--- Start of Source ---

Unforgiven (1992) Ending Explained – Does this western have a happy ending?

Unforgiven Plot Synopsis

‘Unforgiven’ is a ground-breaking 1992 western movie, written by David Webb Peoples and directed, produced, and starring Academy Award Winner Clint Eastwood.

The movie is based on a former ruthless cowboy who seeks forgiveness while dealing with the villainous complexities of his life, aspects that were clouded by his unstoppable desire for power, aspiration, and voracious desire for vengeance.

Unforgiven centers on William Munny, an ex-gunfighter who accepts one final job decades after quitting and switching his profession to farming. A masterful piece of filmmaking skilfully hides his violent, mysterious past, giving his role an air of suspense and darkness.

Alongside the heinous crimes and inhumane acts he perpetrated as a young man, Eastwood’s stone-eyed, straight-faced demeanor allows us to sincerely empathize with his character as we enter the world of his tormented conscience.

William escapes the tyranny of remorse and residual flashbacks of his earlier years as he alienates himself from everything in his past. However, in one concluding act of brutality and chaos, he resurrects his former self and his spirit which was contaminated with resentment, remorse, misery, and despair.

The movie’s exceptional realism in depicting the West, as well as its rich and nuanced elements of the morally complex plot, may have piqued your interest in learning about the rather confusing ending of the movie. So, let’s dive a little deeper.


What served as the movie’s inspiration?

As per reports, the movie’s writer was inspired by Glendon Swarthout’s “The Shootist” which, in turn, was partially based on John Wesley Hardin’s story.

Clint Eastwood stated in an interview that he wanted to make a point with this movie, which is that the western imagery was built by characters who inflated the fantasy of the west. He intended to express his opinion on the romanticizing of violence and gunplay in the community. His feelings on these themes were given room to grow in this movie.


What background does Munny have?

When “Unforgiven” starts in 1880, Munny, as portrayed by Eastwood, seems to be an aged ex-assassin who is now a dutiful farmer helping to raise two children. Munny was a violent man decades ago who, as he says in the movie’s climactic scene, has killed just about everything that walks or crawls.

However, Munny reformed himself by giving up drinking and violence, along with having a family with the assistance of his deceased wife.


What causes the movie’s chaos to begin?

Unforgiven’s catalyst for this drama centers on a prostitute named Delilah Fitzgerald, who is scarred by two cowboys in Big Whiskey, Wyoming, which sets the plot of the movie in motion.

Following the incident, her brothel acquaintances put up a prize for whoever kills the cowboys, which infuriates sheriff Little Bill Daggett as he forbids vigilantism in his community.

When Munny’s ranch starts to crumble, he realizes that uncomplicated new beginnings and fairy tale endings do not happen in the Old West after all. Motivated by a desire to protect his children and to provide them with resources, he hesitantly persuades his friend Ned Logan, a fellow bandit, to work alongside him as well as an adolescent sharpshooter known as The Schofield Kid to earn a reward for the murders of two farmers who disfigured and traumatized Delilah Fitzgerald.

Two groups of gunfighters come to claim the prize; they tussle with each other and the sheriff. One group is led by elderly former bandit William Munny, another by the florid English Bob.

--- End of Source ---

Request 1:
Answer each question from the Unforgiven article.
(a) Who wrote the movie?
(b) In what year does the story of the movie begin?
(c) In what town and territory is Delilah Fitzgerald scarred?
Request 2: Rewrite the passage of the Unforgiven article from "As per reports, the" up to and including "walks or crawls.", replacing "ex-assassin" with "former hired killer".
Request 3: List every character from the film who is named in the Unforgiven article.

--- Start of Recorded data ---

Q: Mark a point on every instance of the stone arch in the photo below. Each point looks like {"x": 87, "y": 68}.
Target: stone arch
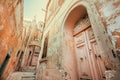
{"x": 99, "y": 31}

--- End of Recorded data ---

Complete output 1:
(a) David Webb Peoples
(b) 1880
(c) Big Whiskey, Wyoming

Complete output 2:
As per reports, the movie’s writer was inspired by Glendon Swarthout’s “The Shootist” which, in turn, was partially based on John Wesley Hardin’s story.

Clint Eastwood stated in an interview that he wanted to make a point with this movie, which is that the western imagery was built by characters who inflated the fantasy of the west. He intended to express his opinion on the romanticizing of violence and gunplay in the community. His feelings on these themes were given room to grow in this movie.


What background does Munny have?

When “Unforgiven” starts in 1880, Munny, as portrayed by Eastwood, seems to be an aged former hired killer who is now a dutiful farmer helping to raise two children. Munny was a violent man decades ago who, as he says in the movie’s climactic scene, has killed just about everything that walks or crawls.

Complete output 3:
William Munny
Delilah Fitzgerald
Little Bill Daggett
Ned Logan
The Schofield Kid
English Bob